ECLI:NL:TADRSHE:2017:40 Raad van Discipline 's-Hertogenbosch 16-496/DB/OB

ECLI: ECLI:NL:TADRSHE:2017:40
Datum uitspraak: 20-02-2017
Datum publicatie: 10-03-2017
Zaaknummer(s): 16-496/DB/OB
Onderwerp: Zorg voor de cliënt, subonderwerp: Kwaliteit van de dienstverlening
Beslissingen:
Inhoudsindicatie: Terecht geoordeeld dat verweerder geen tuchtrechtelijk verwijt kan worden gemaakt van de wijze waarop hij klager heeft geadviseerd. Verzet ongegrond

Beslissing van de Raad van Discipline in het ressort ‘s-Hertogenbosch

van 20 februari 2017

in de zaak 16-496/DB/OB

naar aanleiding van het verzet tegen de beslissing van de voorzitter van de raad van discipline van  28 juni 2016 op de klacht van:

klager

tegen:

verweerder

1          Verloop van de procedure

1.1      Bij e-mailbericht d.d. 23 augustus 2015 heeft klager bij de deken van de Orde van Advocaten in het arrondissement  Oost-Brabant  (hierna: “de deken”) een klacht ingediend over verweerder.

1.2      Bij brief aan de raad van 26 mei 2016, door de raad ontvangen op 27 mei 2016, heeft de deken de klacht ter kennis van de raad gebracht.

• Gevraagde taak 1
Herschrijf de vermeldingen vanaf het begin tot en met de regel met "pixel 261 106", met "lizard head" vervangen door "reptile head" en verder alles ongewijzigd.
De tekst en de vermeldingen hebben niets met elkaar te maken.

Gegevens uit een verzameling
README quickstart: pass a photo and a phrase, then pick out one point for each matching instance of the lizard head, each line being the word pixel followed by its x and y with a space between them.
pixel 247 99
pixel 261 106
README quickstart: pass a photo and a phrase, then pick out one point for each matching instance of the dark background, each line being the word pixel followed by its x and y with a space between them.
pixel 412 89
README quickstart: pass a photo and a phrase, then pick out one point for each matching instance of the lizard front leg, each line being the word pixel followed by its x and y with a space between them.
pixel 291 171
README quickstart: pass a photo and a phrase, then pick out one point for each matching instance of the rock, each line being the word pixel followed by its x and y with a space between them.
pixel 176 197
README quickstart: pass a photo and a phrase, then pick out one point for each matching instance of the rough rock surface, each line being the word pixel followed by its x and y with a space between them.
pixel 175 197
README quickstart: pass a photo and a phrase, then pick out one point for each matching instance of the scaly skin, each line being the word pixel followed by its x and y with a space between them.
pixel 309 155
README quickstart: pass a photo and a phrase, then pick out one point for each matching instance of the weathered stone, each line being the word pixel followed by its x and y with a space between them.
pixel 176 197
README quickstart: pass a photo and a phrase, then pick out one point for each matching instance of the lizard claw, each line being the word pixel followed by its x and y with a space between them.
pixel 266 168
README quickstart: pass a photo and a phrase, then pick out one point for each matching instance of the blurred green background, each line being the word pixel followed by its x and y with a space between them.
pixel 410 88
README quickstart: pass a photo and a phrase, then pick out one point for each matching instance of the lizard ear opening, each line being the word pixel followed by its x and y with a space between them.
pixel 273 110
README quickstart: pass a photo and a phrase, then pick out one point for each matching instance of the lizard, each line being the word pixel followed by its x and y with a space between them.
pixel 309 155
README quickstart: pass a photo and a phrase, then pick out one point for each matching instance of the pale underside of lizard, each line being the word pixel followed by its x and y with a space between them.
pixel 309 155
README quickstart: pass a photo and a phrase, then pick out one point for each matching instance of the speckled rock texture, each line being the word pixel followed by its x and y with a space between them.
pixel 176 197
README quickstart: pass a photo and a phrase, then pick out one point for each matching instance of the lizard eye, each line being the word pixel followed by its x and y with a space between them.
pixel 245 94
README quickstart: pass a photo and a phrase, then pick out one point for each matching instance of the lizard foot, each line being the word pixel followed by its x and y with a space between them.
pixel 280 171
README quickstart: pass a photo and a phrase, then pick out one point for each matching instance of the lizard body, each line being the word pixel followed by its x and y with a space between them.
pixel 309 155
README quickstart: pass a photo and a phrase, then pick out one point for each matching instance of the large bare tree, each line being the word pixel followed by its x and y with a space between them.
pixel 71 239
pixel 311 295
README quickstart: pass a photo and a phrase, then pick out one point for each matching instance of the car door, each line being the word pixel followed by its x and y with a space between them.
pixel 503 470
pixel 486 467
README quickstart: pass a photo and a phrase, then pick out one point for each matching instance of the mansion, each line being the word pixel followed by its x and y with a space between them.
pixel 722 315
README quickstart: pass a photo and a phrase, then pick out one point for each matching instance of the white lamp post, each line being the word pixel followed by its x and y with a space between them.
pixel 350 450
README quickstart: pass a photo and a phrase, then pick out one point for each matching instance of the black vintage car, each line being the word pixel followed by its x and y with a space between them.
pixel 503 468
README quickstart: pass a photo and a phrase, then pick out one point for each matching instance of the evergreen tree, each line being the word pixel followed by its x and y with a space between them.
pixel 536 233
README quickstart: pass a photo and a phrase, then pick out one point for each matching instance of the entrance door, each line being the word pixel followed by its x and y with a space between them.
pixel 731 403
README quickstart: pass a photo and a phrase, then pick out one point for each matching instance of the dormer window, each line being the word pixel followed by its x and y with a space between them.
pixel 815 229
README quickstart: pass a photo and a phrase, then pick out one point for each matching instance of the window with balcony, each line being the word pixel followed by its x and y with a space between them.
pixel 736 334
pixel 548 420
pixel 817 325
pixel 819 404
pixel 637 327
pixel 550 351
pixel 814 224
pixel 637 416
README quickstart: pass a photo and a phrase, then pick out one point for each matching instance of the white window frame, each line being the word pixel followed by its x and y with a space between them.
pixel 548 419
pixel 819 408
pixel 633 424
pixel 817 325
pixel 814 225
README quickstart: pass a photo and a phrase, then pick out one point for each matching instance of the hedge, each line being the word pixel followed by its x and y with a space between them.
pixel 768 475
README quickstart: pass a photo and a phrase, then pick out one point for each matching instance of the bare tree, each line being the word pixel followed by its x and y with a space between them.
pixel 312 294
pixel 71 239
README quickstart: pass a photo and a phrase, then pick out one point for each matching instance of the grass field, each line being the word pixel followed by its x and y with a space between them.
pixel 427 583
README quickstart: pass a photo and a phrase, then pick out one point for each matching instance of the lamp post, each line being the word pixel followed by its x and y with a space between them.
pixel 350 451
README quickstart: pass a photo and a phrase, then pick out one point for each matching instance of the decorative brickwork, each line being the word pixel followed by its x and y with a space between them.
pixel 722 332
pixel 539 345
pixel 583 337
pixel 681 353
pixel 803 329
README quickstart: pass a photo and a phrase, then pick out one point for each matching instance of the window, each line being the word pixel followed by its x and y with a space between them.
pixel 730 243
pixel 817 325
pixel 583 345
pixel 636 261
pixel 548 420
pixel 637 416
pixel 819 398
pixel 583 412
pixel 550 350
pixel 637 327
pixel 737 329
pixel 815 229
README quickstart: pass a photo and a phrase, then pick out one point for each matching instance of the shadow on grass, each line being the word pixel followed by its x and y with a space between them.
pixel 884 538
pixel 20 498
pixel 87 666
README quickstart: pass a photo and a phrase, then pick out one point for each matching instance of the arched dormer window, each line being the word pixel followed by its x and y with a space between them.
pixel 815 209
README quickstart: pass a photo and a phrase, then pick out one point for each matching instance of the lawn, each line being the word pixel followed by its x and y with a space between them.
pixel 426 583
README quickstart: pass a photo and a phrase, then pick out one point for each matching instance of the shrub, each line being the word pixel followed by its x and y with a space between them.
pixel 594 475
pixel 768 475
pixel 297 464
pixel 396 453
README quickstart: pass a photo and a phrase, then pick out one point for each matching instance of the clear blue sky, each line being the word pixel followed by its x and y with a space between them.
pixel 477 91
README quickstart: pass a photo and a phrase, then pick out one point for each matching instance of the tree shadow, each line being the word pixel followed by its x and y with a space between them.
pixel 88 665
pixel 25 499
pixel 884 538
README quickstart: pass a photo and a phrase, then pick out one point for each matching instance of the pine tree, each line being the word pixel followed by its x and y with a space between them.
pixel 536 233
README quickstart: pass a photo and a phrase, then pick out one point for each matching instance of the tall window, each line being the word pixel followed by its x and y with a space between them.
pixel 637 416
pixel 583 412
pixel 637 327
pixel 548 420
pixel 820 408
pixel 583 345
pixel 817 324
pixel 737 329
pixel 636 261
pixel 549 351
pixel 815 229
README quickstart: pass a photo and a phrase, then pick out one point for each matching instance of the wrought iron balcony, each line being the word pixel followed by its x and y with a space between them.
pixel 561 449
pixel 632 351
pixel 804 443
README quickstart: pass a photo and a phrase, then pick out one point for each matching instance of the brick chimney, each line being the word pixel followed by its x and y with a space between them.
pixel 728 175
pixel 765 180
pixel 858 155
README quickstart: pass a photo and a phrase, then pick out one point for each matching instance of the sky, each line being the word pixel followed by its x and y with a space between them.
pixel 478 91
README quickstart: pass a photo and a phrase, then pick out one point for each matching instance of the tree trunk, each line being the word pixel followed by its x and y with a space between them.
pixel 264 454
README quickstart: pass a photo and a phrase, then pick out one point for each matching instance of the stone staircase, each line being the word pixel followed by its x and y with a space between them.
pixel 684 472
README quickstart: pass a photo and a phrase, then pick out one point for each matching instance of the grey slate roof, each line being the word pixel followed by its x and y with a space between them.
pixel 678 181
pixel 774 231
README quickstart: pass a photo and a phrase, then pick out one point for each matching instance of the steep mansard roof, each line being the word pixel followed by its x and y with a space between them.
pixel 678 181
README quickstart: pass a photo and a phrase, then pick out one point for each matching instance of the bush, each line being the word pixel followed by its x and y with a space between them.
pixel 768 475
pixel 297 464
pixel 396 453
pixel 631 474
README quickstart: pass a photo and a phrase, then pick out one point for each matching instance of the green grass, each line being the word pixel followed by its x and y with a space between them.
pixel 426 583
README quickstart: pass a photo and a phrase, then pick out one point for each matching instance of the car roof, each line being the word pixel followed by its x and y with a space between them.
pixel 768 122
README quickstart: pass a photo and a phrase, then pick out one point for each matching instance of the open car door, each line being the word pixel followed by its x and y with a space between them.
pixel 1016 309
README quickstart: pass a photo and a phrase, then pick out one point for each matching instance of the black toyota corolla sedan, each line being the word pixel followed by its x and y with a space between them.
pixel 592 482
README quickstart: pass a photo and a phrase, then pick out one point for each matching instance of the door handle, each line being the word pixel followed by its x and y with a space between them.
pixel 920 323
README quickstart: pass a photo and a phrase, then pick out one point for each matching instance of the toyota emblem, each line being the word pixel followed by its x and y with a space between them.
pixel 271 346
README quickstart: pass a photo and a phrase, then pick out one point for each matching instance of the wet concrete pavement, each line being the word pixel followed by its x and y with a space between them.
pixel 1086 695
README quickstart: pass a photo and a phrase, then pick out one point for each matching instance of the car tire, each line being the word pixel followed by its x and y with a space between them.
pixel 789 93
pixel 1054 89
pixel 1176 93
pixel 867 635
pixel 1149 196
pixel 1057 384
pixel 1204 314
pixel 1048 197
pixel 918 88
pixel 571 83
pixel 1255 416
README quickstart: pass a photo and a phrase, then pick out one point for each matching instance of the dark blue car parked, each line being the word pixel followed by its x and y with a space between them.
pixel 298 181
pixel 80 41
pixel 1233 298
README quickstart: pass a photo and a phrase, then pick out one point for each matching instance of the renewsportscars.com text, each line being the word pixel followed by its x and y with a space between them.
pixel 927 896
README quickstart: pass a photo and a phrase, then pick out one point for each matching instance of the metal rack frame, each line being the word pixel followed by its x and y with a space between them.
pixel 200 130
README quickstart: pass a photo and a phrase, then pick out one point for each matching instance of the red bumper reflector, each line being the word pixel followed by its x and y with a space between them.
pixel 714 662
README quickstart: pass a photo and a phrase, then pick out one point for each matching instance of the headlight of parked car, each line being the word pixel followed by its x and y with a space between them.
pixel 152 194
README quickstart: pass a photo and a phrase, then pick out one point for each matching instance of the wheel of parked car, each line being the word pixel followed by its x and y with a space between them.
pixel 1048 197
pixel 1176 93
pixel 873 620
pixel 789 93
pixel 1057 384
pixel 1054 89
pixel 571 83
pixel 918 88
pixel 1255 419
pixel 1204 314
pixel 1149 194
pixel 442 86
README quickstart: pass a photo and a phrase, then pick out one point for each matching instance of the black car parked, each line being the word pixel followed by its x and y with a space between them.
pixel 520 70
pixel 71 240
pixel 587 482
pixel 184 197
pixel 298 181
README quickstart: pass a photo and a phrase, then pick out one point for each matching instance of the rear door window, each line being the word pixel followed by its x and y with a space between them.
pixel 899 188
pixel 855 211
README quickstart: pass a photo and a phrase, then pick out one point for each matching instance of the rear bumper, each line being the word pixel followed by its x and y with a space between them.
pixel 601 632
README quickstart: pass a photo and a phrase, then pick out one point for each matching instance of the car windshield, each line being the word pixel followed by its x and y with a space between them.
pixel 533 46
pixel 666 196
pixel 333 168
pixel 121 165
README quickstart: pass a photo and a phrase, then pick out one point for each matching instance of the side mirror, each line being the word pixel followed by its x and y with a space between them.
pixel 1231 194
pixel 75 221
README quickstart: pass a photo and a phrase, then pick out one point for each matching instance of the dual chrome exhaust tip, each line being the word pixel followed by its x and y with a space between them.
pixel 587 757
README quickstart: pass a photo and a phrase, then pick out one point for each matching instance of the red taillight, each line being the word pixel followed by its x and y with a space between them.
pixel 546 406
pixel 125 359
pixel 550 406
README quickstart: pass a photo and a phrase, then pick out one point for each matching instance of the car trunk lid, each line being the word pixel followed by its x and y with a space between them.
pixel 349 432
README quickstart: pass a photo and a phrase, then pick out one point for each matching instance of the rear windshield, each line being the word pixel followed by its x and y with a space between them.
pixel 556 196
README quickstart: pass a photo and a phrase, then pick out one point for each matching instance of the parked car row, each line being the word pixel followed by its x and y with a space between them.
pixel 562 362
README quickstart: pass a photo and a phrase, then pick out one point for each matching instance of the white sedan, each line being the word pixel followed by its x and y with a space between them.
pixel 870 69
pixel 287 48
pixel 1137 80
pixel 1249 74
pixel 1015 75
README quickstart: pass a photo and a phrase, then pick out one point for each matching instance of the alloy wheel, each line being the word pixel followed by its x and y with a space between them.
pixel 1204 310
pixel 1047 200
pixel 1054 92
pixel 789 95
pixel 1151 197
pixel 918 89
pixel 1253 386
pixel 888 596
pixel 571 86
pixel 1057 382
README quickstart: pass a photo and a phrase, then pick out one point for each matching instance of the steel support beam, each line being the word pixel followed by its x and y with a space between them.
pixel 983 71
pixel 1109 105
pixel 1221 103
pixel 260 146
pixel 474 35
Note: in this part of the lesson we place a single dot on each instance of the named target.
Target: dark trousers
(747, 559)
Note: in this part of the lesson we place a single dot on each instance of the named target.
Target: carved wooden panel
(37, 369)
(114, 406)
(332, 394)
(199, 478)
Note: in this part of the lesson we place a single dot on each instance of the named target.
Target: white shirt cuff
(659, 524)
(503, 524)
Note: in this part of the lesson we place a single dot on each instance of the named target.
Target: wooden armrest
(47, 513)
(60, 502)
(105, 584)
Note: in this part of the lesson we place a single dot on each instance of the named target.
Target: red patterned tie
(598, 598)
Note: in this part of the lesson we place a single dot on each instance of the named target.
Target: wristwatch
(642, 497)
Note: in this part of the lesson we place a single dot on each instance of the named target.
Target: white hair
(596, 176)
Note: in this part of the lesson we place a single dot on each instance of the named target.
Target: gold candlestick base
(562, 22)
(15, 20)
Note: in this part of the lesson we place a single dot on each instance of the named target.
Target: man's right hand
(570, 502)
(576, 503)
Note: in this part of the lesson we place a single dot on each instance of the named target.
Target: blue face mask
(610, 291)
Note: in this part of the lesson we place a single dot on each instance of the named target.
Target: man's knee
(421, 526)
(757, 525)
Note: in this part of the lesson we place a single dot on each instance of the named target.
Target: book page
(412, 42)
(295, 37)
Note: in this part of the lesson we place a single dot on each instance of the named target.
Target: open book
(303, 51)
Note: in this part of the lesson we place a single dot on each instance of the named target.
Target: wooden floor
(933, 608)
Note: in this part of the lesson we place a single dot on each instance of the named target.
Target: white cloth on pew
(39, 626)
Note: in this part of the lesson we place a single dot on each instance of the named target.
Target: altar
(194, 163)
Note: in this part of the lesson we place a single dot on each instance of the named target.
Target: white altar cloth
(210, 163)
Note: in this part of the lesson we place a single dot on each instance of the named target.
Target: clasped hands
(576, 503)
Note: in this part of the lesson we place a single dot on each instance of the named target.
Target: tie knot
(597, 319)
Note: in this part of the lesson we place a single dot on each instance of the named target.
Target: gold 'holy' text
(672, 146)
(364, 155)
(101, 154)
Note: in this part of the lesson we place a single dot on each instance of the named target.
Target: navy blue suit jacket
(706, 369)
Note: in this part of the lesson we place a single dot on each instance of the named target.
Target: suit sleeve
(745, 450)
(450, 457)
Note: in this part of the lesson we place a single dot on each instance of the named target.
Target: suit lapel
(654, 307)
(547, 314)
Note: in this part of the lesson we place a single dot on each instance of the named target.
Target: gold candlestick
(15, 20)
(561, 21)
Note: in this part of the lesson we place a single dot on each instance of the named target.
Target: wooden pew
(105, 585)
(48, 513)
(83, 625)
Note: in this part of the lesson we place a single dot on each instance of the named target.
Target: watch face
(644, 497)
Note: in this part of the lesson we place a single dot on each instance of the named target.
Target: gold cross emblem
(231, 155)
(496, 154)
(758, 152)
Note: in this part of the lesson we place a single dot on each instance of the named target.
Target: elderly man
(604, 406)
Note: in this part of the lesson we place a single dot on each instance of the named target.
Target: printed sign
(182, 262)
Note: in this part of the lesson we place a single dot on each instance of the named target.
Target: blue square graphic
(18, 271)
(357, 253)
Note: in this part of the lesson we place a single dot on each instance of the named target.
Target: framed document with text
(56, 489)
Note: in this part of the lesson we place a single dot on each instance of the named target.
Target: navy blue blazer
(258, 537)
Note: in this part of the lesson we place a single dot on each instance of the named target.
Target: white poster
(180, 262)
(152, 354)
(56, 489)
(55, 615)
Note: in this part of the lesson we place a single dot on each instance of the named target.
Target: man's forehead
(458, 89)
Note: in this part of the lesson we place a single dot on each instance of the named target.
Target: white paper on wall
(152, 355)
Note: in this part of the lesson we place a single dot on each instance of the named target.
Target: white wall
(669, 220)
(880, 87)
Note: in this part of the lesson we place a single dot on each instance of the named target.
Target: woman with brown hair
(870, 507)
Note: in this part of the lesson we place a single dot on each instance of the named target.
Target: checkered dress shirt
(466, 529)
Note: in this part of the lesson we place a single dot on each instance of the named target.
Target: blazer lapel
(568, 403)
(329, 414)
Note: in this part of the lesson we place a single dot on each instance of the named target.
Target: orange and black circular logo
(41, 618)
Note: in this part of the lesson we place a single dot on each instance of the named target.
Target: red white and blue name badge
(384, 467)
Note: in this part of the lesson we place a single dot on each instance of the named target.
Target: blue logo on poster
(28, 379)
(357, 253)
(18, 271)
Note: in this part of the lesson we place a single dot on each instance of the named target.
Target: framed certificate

• Gevraagde taak 2
Op welke datum ontving de raad volgens het bronfragment de brief van de deken?

• Uitwerking taak 1
README quickstart: pass a photo and a phrase, then pick out one point for each matching instance of the reptile head, each line being the word pixel followed by its x and y with a space between them.
pixel 247 99
pixel 261 106

• Uitwerking taak 2
Op 27 mei 2016.